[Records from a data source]
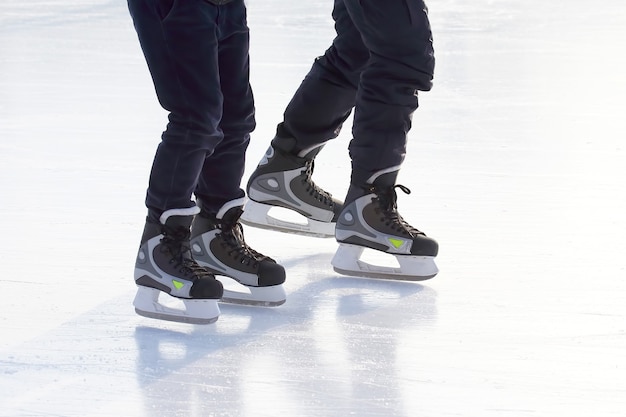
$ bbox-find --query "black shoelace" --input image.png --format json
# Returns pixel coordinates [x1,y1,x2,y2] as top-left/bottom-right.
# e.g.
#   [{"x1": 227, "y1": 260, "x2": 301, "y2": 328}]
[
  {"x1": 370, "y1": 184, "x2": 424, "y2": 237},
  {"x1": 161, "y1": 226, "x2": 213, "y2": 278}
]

* * *

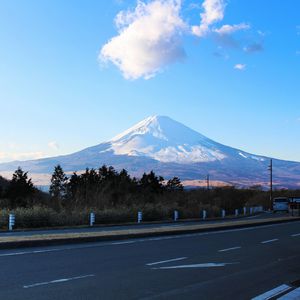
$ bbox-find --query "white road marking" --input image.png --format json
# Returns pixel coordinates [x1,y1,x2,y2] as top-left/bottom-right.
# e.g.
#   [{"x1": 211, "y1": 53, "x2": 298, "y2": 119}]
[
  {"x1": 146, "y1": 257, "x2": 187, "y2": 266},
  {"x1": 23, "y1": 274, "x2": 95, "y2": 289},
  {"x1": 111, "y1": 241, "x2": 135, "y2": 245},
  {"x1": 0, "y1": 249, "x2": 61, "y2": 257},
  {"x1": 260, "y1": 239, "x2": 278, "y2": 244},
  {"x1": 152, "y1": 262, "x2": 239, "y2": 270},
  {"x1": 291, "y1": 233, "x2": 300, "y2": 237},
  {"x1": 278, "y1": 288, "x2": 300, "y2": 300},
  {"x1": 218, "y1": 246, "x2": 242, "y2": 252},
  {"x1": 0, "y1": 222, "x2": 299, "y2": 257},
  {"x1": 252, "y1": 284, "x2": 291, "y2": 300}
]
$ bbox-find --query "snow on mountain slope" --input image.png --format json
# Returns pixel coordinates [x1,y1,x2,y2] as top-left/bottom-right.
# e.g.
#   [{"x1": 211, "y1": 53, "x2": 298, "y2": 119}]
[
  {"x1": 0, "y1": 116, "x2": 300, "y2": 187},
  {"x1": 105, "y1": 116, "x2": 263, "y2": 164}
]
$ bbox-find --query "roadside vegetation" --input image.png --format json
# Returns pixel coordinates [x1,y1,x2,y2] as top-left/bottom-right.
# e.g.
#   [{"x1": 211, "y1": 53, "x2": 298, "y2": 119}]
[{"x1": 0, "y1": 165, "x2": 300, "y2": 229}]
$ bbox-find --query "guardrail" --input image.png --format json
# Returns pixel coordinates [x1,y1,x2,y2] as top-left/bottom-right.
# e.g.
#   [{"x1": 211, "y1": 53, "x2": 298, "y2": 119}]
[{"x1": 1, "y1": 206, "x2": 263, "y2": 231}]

---

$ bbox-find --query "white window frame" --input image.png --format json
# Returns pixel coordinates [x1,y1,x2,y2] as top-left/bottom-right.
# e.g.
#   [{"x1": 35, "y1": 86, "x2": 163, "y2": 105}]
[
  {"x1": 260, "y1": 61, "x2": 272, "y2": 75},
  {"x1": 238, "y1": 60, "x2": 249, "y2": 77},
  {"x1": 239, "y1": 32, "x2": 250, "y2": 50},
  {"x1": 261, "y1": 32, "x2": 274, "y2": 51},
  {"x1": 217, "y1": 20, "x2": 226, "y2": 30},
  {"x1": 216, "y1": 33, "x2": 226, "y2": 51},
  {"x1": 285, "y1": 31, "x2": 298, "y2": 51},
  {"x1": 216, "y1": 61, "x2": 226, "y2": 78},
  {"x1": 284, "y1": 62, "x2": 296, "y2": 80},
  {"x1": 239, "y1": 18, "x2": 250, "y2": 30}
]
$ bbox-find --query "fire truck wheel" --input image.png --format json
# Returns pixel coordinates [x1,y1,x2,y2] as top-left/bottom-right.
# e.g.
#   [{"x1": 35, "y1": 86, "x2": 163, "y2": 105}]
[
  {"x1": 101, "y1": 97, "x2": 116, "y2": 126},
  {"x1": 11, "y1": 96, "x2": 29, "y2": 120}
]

▶ **Exercise goal**: Gather each line from the entries above that contains the word "white".

▶ **Exercise result**:
$ bbox-find --query "white road marking" --input image.png --format json
$ bbox-find --query "white window frame" --input image.png --format json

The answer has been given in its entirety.